Air drying is the safest way to dry your bag, but obviously the longest. If you tumble dry your bag, use very low heat or a no-heat setting and keep an eye on it. Dryers have varying heat outputs, so you need to check periodically to make sure the shell and insulation aren’t overheating, which can actually lead to melting. Add a couple of clean tennis balls when the bag is nearly dry. This will help break up any clumps of insulation and help restore the loft.
How you store your bag affects its lifespan. When you arrive home from a trip, first air out the bag inside-out to make sure it’s dry. Then store loosely in a large cotton storage sack—often included when you purchase a sleeping bag, but also available separately (REI Storage Bag is shown above).
Do not store your bag compressed in its stuff sack as this will eventually damage the fill. Watertight storage bags are also a bad idea. Condensation can build up inside and result in mildew.
After having many Thermarests, I have found the Exped line of mats much more comfortable, warmer and pack smaller. The top is a brushed polyester fabric is slip resistant and comfortable next to the skin. The filler can have down or synthetic insulation (cheaper and blows up faster). The mat comes with a built in hand pump so that moisture is not introduced into the mat when inflating. This takes longer and initially is more of a hassle but results in lighter pads that deflate to a very small size. An average of 120 pumps is required to inflate my Exped Down Mat 7 that is 77.5 inches long, weighs 40.6oz and has an R value of 5.9. A much easier method is to use the Exped Schnozzle – a nylon tube that connects the pump to an air tight bag – can inflate in 2 large bag fulls of air. The inflated mat looks much more like an air mattress with far greater comfort than a Thermarest but provides excellent insulation on snow. I carry a very light polyester pillowcase that can be stuffed with your down jacket for great comfort. One can copy the pattern using heavier fleece and sew a much more luxurious pillow.
There is a huge choice here.

→ **TASK TO CARRY OUT**: Translate this sentence from the camping gear text into Spanish: "Do not store your bag compressed in its stuff sack as this will eventually damage the fill."

→ **DATASET ROWS**:
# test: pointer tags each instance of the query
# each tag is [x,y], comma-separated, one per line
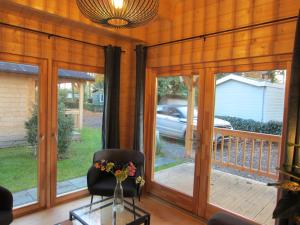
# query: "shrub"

==

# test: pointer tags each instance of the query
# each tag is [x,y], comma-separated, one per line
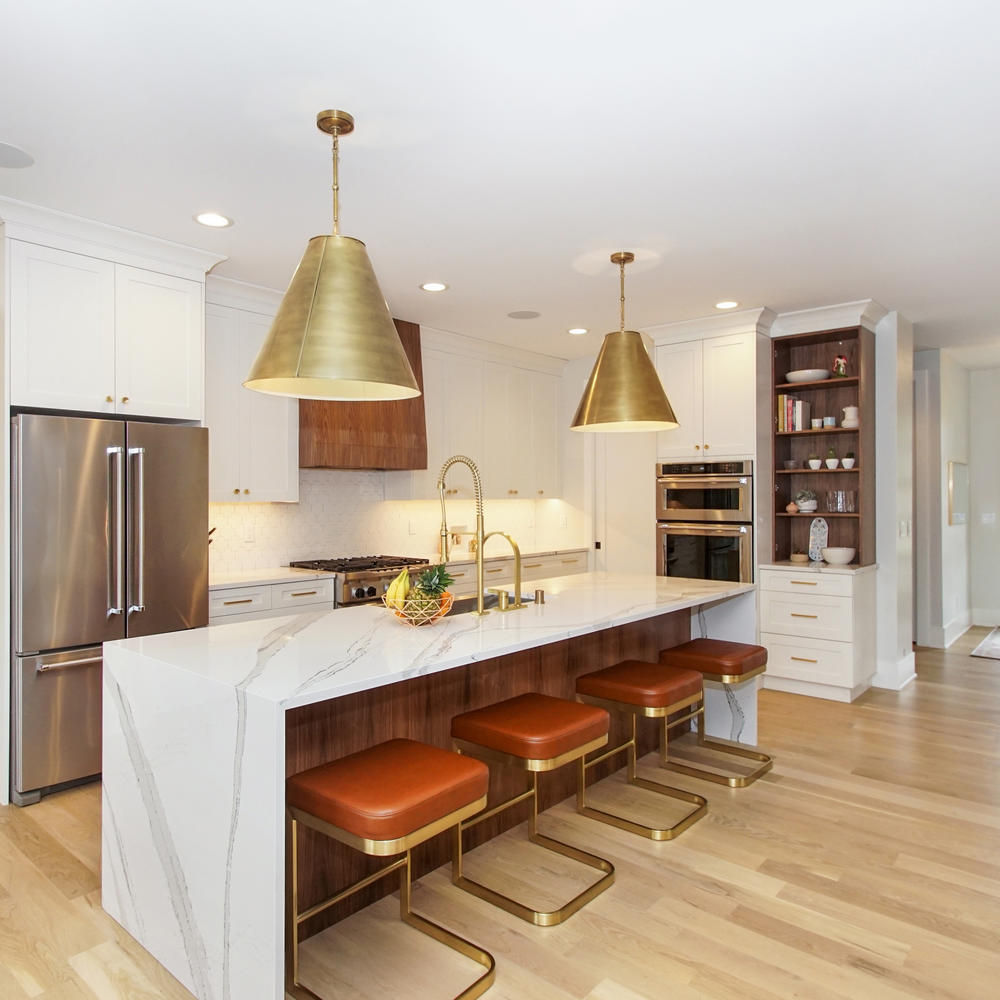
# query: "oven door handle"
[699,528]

---

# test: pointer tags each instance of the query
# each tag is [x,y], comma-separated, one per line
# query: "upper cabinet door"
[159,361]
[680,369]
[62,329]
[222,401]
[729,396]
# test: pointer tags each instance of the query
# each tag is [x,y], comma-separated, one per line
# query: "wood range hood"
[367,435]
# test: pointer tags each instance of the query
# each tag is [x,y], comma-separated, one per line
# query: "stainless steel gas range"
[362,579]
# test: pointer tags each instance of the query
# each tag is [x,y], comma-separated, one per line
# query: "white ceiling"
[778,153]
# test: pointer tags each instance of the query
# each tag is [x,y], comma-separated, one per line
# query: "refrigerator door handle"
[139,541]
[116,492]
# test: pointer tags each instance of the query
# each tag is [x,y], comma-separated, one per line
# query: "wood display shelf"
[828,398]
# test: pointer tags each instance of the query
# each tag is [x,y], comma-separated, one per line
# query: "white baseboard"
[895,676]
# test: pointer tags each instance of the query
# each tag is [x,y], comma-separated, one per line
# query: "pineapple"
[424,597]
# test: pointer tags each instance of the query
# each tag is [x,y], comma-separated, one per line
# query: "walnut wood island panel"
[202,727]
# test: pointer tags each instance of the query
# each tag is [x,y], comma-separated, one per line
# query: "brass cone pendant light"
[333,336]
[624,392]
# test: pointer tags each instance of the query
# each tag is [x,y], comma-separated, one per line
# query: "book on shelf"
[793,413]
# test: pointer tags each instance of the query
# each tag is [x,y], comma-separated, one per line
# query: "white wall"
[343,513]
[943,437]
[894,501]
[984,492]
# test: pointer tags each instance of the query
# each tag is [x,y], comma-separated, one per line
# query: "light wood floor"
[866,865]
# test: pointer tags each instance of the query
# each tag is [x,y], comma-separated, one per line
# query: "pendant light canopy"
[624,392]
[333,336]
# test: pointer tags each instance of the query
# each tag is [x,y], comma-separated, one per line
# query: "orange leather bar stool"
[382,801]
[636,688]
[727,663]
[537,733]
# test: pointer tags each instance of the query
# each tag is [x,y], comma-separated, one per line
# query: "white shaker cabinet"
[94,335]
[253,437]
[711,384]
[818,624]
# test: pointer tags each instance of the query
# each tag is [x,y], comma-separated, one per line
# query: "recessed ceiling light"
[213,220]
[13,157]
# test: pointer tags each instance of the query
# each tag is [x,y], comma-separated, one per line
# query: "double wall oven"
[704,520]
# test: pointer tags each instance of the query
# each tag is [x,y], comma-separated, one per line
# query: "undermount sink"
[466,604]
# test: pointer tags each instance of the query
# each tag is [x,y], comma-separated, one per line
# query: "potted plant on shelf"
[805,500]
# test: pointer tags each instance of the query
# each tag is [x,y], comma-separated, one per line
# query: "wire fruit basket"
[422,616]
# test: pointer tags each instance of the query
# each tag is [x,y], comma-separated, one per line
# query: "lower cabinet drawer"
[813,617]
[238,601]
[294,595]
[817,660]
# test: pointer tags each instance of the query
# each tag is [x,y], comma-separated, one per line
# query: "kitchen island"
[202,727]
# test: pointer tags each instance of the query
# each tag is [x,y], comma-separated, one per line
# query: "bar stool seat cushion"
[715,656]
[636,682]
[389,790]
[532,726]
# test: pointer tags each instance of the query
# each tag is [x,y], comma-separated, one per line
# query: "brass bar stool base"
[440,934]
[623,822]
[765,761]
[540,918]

→ **FULL OUTPUT**: No guardes tu saco comprimido en su funda, ya que con el tiempo esto dañará el relleno.